Retype the lines below exactly, but only those from the line that has "Flag the person's hand" through the line that has "Flag the storefront". Omit every picture.

(Dataset records)
== == ==
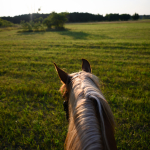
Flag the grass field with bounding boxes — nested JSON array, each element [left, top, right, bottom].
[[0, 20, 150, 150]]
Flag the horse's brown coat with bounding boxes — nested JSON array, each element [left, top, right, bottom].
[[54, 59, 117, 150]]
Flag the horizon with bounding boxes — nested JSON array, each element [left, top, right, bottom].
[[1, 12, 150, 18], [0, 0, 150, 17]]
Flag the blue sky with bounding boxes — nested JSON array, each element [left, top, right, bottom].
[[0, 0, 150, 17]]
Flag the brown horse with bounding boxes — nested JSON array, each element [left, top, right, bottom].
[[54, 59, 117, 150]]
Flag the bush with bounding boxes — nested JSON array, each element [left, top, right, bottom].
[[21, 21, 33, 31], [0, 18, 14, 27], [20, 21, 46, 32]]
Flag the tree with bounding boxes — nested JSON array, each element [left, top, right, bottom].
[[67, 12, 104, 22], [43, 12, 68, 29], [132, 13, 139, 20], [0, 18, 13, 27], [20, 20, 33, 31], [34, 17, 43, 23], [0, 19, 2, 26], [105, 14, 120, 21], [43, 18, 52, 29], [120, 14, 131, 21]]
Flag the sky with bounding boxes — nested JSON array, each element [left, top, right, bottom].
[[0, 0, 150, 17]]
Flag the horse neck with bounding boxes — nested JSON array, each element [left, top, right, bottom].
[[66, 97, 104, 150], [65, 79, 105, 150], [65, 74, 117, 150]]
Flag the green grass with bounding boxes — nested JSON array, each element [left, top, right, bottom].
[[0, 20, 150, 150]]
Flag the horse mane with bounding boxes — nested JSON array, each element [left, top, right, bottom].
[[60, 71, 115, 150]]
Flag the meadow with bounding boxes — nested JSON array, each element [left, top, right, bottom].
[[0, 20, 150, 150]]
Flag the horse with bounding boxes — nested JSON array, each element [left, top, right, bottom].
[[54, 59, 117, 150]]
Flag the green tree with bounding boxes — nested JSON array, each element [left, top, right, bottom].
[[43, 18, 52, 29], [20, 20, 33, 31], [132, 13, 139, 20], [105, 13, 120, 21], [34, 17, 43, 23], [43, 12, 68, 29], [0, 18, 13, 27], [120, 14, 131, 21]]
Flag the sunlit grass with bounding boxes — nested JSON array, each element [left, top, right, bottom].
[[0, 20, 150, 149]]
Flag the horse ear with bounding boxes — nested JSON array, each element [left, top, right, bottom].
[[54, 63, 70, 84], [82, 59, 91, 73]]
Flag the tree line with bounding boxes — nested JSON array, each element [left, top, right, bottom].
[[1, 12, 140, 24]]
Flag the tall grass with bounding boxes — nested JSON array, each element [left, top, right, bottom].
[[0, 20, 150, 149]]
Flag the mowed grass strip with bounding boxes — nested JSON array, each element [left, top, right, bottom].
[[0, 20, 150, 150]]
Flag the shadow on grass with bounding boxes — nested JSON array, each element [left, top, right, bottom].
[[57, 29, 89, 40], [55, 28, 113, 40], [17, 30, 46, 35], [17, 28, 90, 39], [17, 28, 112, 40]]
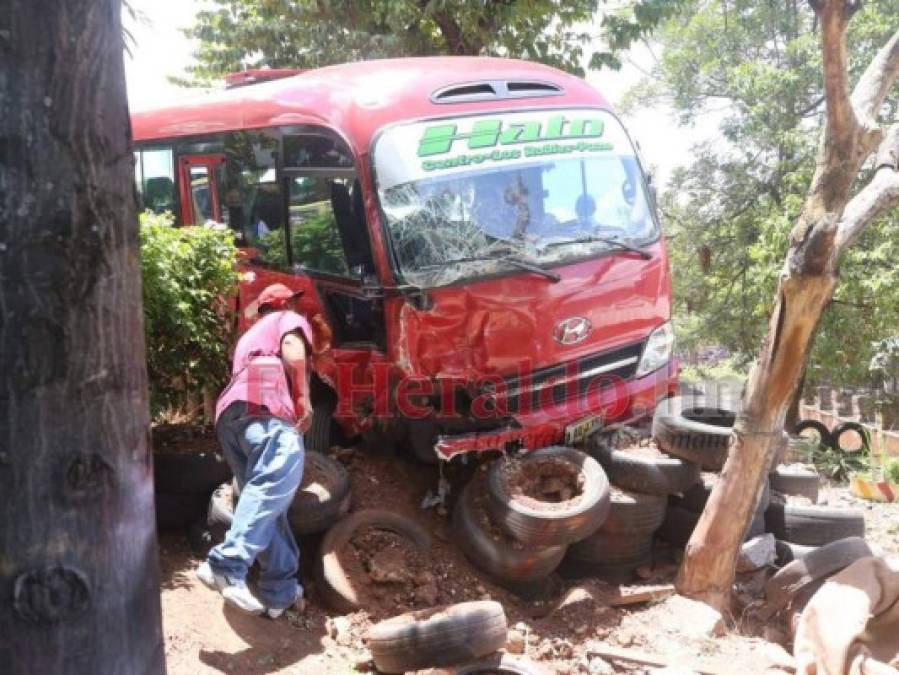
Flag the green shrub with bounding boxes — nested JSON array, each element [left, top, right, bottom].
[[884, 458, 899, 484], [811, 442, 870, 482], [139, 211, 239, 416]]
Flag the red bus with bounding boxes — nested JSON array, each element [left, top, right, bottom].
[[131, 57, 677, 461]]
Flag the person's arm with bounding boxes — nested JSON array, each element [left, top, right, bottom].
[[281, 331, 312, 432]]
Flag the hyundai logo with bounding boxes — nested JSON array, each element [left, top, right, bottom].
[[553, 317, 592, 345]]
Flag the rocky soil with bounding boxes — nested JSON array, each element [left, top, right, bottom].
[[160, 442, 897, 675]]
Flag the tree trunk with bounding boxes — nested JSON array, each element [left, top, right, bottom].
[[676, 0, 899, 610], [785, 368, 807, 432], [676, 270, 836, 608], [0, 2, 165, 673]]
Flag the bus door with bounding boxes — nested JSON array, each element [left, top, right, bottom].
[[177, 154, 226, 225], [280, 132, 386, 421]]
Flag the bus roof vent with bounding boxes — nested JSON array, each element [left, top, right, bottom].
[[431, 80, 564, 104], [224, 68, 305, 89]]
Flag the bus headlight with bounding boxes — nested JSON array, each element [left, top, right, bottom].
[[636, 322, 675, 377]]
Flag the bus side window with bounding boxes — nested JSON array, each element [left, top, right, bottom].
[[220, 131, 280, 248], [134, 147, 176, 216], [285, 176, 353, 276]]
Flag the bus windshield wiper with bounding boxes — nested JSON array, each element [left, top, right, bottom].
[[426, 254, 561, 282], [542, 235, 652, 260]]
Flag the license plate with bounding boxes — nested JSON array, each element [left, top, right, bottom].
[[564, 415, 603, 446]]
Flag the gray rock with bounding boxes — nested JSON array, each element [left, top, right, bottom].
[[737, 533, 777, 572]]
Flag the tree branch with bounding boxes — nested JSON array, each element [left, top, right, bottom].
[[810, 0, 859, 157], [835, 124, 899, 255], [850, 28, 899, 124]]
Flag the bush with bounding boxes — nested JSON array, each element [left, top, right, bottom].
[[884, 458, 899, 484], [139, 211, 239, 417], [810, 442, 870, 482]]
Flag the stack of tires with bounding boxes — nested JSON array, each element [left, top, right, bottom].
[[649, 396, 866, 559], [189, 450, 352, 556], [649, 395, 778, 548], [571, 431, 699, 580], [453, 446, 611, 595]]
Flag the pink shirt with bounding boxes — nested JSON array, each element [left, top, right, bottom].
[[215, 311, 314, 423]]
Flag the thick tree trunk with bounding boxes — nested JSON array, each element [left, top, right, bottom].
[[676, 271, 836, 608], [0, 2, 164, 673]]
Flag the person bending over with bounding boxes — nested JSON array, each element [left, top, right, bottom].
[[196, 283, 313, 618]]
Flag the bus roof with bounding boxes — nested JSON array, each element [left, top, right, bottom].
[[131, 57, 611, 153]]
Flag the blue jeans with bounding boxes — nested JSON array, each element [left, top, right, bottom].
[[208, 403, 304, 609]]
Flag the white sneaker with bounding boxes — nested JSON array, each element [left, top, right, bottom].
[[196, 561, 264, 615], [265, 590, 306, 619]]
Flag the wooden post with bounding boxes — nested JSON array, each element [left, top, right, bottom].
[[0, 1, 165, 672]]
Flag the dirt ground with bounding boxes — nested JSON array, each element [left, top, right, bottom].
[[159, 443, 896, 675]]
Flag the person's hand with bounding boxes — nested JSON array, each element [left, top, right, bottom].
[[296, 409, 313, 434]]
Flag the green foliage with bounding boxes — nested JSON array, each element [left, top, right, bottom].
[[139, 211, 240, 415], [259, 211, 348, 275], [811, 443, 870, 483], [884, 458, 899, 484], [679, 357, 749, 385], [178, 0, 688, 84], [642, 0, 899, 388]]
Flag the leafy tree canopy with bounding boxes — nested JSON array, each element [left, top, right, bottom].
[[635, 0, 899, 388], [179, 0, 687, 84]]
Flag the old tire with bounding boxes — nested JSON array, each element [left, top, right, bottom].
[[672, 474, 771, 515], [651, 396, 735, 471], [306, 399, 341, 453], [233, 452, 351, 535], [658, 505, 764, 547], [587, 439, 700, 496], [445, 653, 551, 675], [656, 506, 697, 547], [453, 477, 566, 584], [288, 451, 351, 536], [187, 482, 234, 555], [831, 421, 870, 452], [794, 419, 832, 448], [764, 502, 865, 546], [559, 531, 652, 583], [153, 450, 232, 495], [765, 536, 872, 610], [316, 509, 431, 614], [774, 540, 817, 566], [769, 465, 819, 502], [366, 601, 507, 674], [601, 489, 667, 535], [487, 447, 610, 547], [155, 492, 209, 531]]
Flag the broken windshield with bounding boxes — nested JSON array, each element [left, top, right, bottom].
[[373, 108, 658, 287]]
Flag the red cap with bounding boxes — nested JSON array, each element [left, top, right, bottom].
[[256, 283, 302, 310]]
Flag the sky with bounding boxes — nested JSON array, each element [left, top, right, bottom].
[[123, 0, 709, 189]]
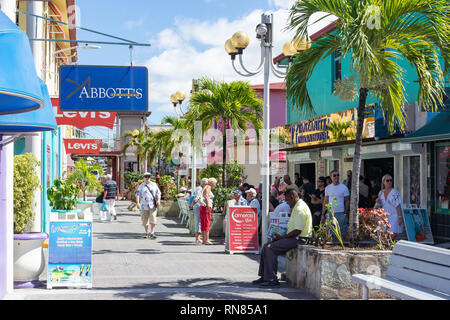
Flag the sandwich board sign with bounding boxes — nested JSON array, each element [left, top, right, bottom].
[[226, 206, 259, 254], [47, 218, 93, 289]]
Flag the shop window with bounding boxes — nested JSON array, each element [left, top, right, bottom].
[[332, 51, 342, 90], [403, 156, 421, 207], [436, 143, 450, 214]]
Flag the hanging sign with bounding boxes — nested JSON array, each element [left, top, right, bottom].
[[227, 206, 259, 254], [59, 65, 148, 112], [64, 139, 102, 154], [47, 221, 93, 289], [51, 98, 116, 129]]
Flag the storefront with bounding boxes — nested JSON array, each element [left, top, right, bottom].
== == ==
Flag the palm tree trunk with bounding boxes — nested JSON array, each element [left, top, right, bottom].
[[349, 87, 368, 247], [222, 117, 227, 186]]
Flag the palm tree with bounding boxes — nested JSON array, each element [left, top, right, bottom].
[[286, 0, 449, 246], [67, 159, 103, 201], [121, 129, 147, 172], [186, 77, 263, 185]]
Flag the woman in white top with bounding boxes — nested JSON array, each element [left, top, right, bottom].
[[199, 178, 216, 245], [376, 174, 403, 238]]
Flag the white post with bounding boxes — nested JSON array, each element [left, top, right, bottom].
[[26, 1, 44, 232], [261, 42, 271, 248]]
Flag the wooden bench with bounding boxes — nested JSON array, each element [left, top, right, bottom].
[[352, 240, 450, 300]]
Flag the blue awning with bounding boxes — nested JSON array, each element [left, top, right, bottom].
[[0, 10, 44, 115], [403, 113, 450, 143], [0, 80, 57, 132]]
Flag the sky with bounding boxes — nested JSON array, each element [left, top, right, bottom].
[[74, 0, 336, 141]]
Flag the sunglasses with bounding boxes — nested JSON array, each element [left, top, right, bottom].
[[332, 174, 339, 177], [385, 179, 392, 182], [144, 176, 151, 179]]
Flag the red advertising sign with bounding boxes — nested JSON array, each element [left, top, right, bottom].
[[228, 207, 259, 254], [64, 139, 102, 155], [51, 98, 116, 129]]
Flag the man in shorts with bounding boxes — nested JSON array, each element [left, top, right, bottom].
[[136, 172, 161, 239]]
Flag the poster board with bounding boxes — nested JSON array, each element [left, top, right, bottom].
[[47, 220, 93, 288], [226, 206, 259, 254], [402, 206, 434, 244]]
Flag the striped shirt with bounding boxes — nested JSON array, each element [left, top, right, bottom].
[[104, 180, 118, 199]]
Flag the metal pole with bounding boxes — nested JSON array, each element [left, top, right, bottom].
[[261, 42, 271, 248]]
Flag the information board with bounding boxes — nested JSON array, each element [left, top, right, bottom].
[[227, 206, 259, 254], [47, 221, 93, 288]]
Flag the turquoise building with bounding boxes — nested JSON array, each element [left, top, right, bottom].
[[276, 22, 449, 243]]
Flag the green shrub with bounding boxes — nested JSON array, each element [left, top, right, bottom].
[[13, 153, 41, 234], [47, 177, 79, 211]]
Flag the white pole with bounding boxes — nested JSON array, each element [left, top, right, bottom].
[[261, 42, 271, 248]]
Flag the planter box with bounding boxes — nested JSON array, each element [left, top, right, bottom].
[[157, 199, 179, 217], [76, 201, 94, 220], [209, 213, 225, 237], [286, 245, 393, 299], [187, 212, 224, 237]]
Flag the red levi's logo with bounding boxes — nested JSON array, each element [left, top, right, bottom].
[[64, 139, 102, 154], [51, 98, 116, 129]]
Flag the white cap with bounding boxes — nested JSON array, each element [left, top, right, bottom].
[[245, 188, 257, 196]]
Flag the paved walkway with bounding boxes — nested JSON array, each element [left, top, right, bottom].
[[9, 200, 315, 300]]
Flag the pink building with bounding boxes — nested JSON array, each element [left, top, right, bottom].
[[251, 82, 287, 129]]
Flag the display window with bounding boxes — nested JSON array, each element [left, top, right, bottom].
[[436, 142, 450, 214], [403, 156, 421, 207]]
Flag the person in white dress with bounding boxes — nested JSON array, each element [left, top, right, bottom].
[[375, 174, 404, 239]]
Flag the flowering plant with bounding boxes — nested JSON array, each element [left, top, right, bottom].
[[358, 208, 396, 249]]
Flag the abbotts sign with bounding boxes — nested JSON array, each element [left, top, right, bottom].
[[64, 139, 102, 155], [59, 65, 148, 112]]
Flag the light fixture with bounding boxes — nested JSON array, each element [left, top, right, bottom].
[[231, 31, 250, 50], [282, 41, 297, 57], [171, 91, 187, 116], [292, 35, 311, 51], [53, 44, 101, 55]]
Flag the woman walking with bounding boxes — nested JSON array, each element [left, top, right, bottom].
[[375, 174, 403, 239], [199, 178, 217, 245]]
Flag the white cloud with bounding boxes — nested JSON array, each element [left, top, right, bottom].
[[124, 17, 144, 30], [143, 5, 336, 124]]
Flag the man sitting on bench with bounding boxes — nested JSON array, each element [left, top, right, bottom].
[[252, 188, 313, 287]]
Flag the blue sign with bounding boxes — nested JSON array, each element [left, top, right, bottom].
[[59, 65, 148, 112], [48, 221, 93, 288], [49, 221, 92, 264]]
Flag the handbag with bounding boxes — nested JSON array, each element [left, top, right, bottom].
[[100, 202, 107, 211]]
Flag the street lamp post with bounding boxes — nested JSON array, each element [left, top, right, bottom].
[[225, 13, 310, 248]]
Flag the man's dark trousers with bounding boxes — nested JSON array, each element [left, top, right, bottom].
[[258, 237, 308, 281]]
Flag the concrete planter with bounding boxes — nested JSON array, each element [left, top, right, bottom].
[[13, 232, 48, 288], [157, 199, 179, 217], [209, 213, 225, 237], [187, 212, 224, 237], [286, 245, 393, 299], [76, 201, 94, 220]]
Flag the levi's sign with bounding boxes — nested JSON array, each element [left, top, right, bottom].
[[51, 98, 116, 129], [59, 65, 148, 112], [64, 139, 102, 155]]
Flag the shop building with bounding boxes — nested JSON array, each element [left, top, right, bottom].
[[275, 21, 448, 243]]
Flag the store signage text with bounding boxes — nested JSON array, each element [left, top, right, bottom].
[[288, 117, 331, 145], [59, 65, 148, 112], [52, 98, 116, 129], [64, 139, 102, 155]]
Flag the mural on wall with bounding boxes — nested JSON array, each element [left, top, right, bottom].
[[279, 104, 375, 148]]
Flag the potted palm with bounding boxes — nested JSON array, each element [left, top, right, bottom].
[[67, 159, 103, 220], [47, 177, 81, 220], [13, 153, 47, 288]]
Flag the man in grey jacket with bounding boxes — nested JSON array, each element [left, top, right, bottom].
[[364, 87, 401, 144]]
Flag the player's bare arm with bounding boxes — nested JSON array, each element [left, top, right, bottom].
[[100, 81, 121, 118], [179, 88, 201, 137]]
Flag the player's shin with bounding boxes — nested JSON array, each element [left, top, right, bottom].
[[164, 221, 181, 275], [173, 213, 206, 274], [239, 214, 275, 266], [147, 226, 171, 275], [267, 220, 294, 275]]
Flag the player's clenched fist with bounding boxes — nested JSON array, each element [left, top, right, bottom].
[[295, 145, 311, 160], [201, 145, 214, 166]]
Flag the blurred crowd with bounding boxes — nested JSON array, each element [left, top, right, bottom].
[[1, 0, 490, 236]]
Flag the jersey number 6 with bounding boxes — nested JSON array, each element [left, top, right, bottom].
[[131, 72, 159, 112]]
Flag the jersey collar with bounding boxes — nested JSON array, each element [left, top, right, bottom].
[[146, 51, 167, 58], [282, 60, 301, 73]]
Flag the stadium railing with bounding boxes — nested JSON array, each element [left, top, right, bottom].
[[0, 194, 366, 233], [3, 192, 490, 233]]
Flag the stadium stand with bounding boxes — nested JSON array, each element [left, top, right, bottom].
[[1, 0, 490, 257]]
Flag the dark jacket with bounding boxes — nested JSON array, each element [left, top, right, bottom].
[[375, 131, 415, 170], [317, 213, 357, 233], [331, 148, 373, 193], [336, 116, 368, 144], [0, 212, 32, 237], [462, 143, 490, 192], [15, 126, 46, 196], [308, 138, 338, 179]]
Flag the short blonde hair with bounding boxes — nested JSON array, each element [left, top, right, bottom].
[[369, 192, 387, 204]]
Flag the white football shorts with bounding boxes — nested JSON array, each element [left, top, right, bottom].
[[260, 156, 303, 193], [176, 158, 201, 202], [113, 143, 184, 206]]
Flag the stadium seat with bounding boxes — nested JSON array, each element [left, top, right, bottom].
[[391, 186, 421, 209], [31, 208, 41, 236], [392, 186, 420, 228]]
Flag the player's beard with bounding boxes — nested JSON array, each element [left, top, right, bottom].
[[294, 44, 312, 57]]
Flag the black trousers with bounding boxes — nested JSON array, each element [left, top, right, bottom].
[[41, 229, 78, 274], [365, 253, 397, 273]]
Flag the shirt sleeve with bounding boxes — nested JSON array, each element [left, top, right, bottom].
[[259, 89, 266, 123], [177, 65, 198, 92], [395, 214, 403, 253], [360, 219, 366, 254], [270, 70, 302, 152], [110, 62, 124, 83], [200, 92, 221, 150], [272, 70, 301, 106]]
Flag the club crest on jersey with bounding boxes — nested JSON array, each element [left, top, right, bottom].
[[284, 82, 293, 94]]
== == ==
> _EXERCISE ANSWER_:
Flag the person's hand with bounding boxes — nested JSON array, each element [left, top, right, bottom].
[[296, 409, 313, 434]]
Flag the green foliage with bounding boxes — nested JSON array, each element [left, top, right, bottom].
[[139, 211, 240, 415], [259, 211, 348, 275], [811, 443, 870, 483], [884, 458, 899, 484], [679, 357, 749, 385], [178, 0, 688, 84], [642, 0, 899, 388]]
Flag the leafy tree canopy with bounding boxes — nested JSON array, each element [left, top, right, bottom].
[[635, 0, 899, 388], [179, 0, 687, 84]]
Flag the old tire with bounding boxes — nested JSON array, each element [left, top, right, bottom].
[[672, 474, 771, 515], [651, 396, 735, 471], [306, 399, 341, 453], [233, 452, 351, 535], [658, 505, 764, 547], [587, 439, 700, 496], [445, 653, 551, 675], [656, 506, 697, 547], [453, 477, 566, 584], [288, 451, 351, 536], [187, 482, 234, 555], [831, 421, 870, 452], [794, 419, 832, 448], [764, 502, 865, 546], [559, 531, 652, 583], [153, 450, 232, 495], [765, 536, 872, 610], [316, 509, 431, 614], [774, 540, 817, 566], [769, 465, 819, 502], [366, 601, 507, 674], [601, 489, 667, 535], [487, 447, 610, 547], [155, 492, 209, 531]]
Flag the broken windshield with bounding boxes — nested JSON array, each element [left, top, right, bottom].
[[373, 108, 658, 287]]
Flag the red cap with bounding boxes — nested JSON array, each element [left, top, right, bottom].
[[256, 283, 302, 310]]
Flag the sky with bounding boxes — nested JSON array, each element [left, top, right, bottom].
[[123, 0, 709, 189]]
Flag the sandwich board sign with bounding boxes — nested JSON array, each element [left, top, right, bottom].
[[226, 206, 259, 254], [47, 218, 93, 289]]
Flag the shop window with bounding boxes — nested JSON array, each element [left, top, right, bottom].
[[332, 51, 342, 90], [403, 156, 421, 207], [436, 143, 450, 214]]
Flag the hanging sign with bounding boxes — nested JSON array, each element [left, top, right, bottom].
[[227, 206, 259, 254], [59, 65, 148, 112], [64, 139, 102, 154], [47, 221, 93, 289], [51, 98, 116, 129]]
Flag the storefront with bounding boxes — nested JSON array, each element [left, top, right, bottom].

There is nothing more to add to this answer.